#### Exercise:
From the entries, copy every line that carries the string "tree".

#### Records for the task:
******

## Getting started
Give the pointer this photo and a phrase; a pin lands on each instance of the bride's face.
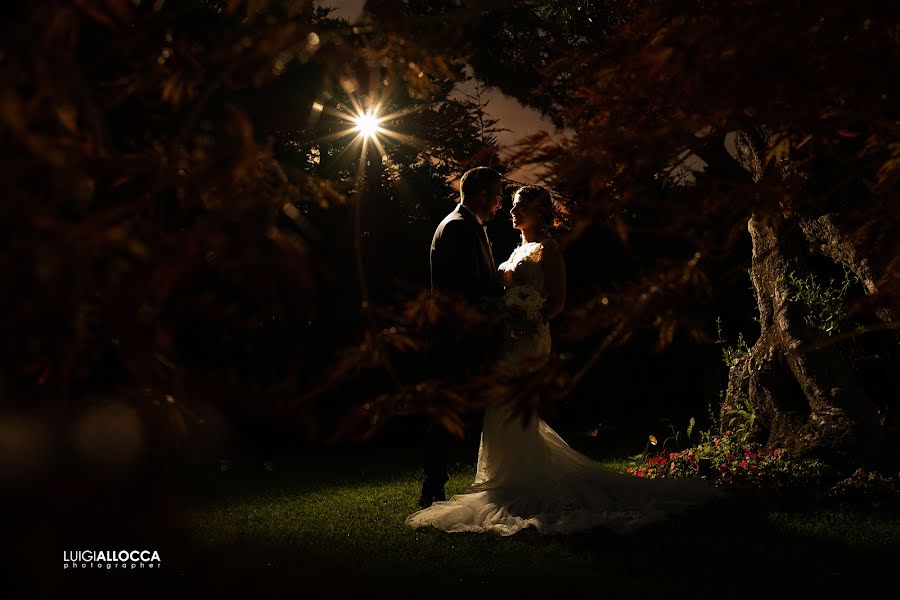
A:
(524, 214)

******

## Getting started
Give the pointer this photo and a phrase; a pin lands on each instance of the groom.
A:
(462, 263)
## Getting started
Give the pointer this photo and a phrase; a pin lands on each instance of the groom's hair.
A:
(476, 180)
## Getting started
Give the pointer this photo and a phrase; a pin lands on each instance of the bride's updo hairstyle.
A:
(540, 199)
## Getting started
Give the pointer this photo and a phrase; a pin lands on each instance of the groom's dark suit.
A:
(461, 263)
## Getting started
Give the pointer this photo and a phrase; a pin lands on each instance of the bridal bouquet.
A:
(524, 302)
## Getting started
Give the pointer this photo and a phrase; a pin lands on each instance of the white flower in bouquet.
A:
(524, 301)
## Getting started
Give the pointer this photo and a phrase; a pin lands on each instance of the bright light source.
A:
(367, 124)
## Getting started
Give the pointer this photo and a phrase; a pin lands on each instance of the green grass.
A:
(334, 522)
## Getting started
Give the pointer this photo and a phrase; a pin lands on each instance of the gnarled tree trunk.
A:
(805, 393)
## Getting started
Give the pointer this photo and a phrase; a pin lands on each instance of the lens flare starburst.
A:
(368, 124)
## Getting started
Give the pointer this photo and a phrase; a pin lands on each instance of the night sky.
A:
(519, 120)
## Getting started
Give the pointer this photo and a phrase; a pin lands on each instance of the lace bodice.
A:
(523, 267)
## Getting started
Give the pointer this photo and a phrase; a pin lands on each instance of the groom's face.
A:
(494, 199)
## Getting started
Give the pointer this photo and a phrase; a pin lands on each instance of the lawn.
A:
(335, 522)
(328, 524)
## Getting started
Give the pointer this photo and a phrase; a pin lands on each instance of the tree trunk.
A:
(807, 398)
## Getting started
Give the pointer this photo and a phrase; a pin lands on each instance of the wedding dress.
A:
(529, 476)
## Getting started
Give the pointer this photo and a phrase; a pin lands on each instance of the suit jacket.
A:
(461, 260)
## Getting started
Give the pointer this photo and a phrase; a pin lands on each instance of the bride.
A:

******

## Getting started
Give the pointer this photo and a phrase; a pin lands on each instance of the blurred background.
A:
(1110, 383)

******

#### Answer to the problem:
Give the pointer this photo and a phrase; a pin lands on each instance of the gnarled tree trunk.
Give the pointer this photo and a phrase; a pin lands on each instance of the tree trunk.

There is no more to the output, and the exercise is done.